In the records below, pick out all lines containing the word "wooden".

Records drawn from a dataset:
————————

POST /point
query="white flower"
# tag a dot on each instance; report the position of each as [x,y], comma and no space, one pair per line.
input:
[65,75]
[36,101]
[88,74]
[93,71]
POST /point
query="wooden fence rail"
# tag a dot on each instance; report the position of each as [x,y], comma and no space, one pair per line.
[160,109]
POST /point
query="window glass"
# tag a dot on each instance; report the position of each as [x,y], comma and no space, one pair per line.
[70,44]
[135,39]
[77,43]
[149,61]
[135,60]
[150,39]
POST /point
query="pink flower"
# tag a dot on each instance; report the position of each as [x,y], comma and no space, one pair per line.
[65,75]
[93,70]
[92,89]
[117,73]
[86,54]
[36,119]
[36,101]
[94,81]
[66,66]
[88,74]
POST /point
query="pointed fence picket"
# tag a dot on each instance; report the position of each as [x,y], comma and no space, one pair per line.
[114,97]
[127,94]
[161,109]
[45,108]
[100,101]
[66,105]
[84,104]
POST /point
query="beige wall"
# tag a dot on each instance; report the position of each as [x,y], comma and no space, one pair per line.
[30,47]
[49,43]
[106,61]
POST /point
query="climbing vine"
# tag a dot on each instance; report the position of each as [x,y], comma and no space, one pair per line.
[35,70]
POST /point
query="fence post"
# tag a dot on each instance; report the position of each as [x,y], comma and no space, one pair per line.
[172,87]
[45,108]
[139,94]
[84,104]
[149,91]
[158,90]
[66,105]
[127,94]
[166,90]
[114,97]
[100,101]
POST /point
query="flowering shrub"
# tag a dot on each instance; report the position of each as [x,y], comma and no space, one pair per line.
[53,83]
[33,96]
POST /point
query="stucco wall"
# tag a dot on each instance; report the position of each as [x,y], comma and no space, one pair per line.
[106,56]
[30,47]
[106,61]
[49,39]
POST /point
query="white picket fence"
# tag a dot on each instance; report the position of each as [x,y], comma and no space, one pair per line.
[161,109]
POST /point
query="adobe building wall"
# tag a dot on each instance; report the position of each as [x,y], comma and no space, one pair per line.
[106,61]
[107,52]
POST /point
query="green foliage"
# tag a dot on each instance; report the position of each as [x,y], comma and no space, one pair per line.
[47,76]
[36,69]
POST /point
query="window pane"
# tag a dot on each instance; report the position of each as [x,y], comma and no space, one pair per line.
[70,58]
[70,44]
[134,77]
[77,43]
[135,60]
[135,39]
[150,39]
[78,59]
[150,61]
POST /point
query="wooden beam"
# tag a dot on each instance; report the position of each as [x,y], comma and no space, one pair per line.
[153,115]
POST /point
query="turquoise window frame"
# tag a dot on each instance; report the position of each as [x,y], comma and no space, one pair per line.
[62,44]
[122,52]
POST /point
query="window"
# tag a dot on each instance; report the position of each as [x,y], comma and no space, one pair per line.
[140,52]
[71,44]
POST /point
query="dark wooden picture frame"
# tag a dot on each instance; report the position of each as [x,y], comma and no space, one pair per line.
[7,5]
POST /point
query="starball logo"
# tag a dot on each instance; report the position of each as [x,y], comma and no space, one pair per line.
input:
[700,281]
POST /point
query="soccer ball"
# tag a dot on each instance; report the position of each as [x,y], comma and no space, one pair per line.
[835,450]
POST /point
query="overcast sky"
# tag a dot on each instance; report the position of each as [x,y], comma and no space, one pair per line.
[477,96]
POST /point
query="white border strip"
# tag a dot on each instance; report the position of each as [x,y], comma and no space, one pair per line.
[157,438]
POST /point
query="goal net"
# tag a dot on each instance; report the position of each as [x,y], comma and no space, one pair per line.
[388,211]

————————

ANSWER FOR THIS EXERCISE:
query="wooden fence rail"
query="wooden beam"
query="dark wooden picture frame"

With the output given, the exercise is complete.